**Goals:**
[1] Answer these questions using the Stebbins v. Georgia Power opinion:
(a) What was the amount of the check Georgia Power received in August 1997, and whose power bill did it pay?
(b) In what month and year was Stebbins appointed legal guardian for her mother?
(c) What defense did Georgia Power raise in its motion for summary judgment?
[2] Write the next part of the Stebbins v. Georgia Power opinion, starting after its final sentence.

----- Supplied text

STEBBINS, v. GEORGIA POWER COMPANY.
Gail Duffie Stebbins, as guardian for her mother Eleanor Duffie, appeals from the trial court's order granting summary judgment to Georgia Power Company. Stebbins sued Georgia Power to recover $11,163.03 paid out of her mother's account with allegedly forged checks. The checks were used to pay the electric bills of two companies, Duffers Golf & Games and Carousel Child Care.
Stebbins claimed that Georgia Power wrongfully refused to return the $11,163.03 because it should have known her mother's signature was forged and should have realized that something was wrong when checks from her mother's account were used to pay the electric bills of two companies which were seriously in arrears.
Georgia Power filed a motion for summary judgment, raising the defense that it took the checks as a holder in due course and, therefore, Stebbins could not recover on her claim for the money credited to the accounts. The trial court granted the motion, and we affirm.
This case arose when Georgia Power received a check in August 1997, drawn on Duffie's account, for $6,071. The check was received in payment for Duffers Golf & Games's power bill. It received another check in October 1997, for $5,091, to pay the electric bill of Carousel Child Care.
Stebbins, Duffie's daughter, was appointed legal guardian for her mother in January 1998. In April 1999, Stebbins filed the instant complaint alleging that the checks were forged and Georgia Power wrongfully refused to return the $11,163.03.
Summary judgment is proper when there is no genuine issue of material fact and the movant is entitled to judgment as a matter of law. OCGA § 9-11-56(c). To obtain summary judgment, a defendant need not produce any evidence, but must only point to an absence of evidence supporting at least one essential element of the plaintiff's claim. Lau's Corp. v. Haskins, 261 Ga. 491, 405 S.E.2d 474 (1991).
We note first of all that Stebbins has attached as an exhibit to her brief on appeal a portion of her deposition. The deposition does not appear in the record. “Exhibits contained in an appellate brief which do not appear in the record or transcript cannot be considered by this court and afford no basis for reversal.” Strickland v. American Motorists Ins. Co., 149 Ga.App. 690, 691, 256 S.E.2d 92 (1979).

----------
----- Stored records

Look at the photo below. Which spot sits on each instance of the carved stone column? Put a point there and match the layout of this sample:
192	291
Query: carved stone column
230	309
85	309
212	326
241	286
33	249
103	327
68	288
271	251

----------

**Responses by task:**
[1]
(a) $6,071, paid for Duffers Golf & Games's power bill.
(b) January 1998.
(c) That it took the checks as a holder in due course, so Stebbins could not recover the money credited to the accounts.

[2]
1. Georgia Power took the checks as a holder in due course. OCGA § 11-3-302 provides in pertinent part that a holder in due course is the holder of any instrument if:
(1) The instrument when issued or negotiated to the holder does not bear such apparent evidence of forgery or alteration or is not otherwise so irregular or incomplete as to call into question its authenticity; and (2) The holder took the instrument: (i) For value; (ii) In good faith; (iii) Without notice that the instrument is overdue or has been dishonored or that there is an uncured default with respect to payment of another instrument issued as part of the same series; (iv) Without notice that the instrument contains an unauthorized signature or has been altered; (v) Without notice of any claim to the instrument described in Code Section 11-3-306; and (vi) Without notice that any party has a defense or claim in recoupment described in subsection (a) of Code Section 11-3-305.
“A payee may be a holder in due course, provided that it meets the requirements set out in the statute.” Fedeli v. UAP/Ga. Ag. Chem., 237 Ga.App. 337, 343(3), 514 S.E.2d 684 (1999).1 Accordingly, we analyze each of the applicable requirements in turn.
(a) Apparent evidence of forgery. Stebbins argues that Georgia Power should have been familiar with her mother's signature because she had been writing checks to Georgia Power for many years. But she submits no evidence in support of this contention, nor does she cite to any authority. In support of its motion for summary judgment, Georgia Power submitted the affidavit of Carrie Williams, a customer service representative for Georgia Power. She states in the affidavit that she has reviewed the records of the two companies and the copies of the checks used to pay their power bills. She states that there was no apparent evidence of forgery or alteration which would call into question the checks' authenticity.
The burden of production then shifted to Stebbins to come forward with some evidence of apparent forgery. She has not done so. Moreover, the copies of the checks submitted with the record on appeal are illegible. Even if the signature were clearly legible, there is no evidence in the record of the true signature of Duffie for purposes of comparison.
(b) For value. It is undisputed that Georgia Power took the checks as payments for amounts due on the companies' accounts with Georgia Power. Accordingly, it took the checks for value. OCGA § 11-3-303.
(c) In good faith. Under the UCC definition, “ ‘good faith’ means honesty in fact and the observance of reasonable commercial standards of fair dealing.” OCGA § 11-3-103(a)(4). Stebbins claims that Georgia Power should have been on notice that something was wrong when it received large checks, purportedly signed by Duffie, paying the electric bills of companies whose accounts were in arrears.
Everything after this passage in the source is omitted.